The aging process begins the second we are born. We start our journey as babies, then, before we know it, people are calling us senior citizens. When the realization hits that you are now in the latter category, it can feel like a ton of bricks falling on your head.
I’ve reached old age and I don’t like it. I can actually pinpoint the exact date I was struck with those bricks. About two and a half years ago my sister and I were shopping and entered a ladies dress store. After casually looking around for a few minutes, I mentioned to her that there was nothing in the store that interested me. In my opinion the clothing seemed to be geared towards “old people”. Turning around, my sister looked me straight in the eyes and said, “What do you think we are?”

DATA SECTION –

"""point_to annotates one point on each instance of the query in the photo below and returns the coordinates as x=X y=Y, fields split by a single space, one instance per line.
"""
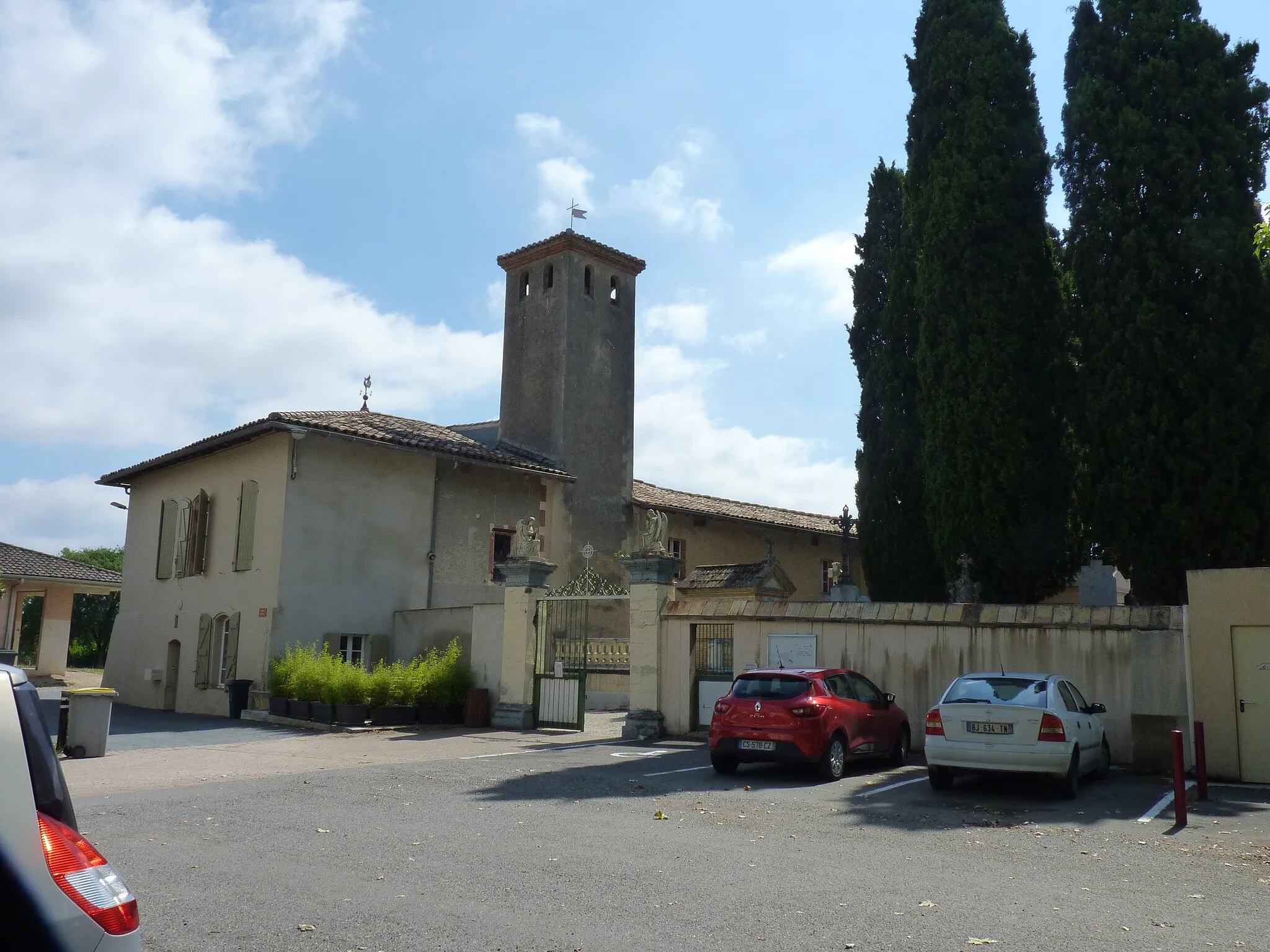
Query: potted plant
x=351 y=705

TASK REQUIREMENTS –
(A) In the passage about aging, give again, word for word, everything from "The aging process" down to "on your head.".
(B) Answer these questions from the passage about aging:
(i) When does the aging process begin?
(ii) Who was with the narrator on the shopping trip?
(iii) About how long ago did that shopping trip take place?

RESPONSES BY TASK –
(A)
The aging process begins the second we are born. We start our journey as babies, then, before we know it, people are calling us senior citizens. When the realization hits that you are now in the latter category, it can feel like a ton of bricks falling on your head.

(B)
(i) The second we are born.
(ii) The narrator's sister.
(iii) About two and a half years ago.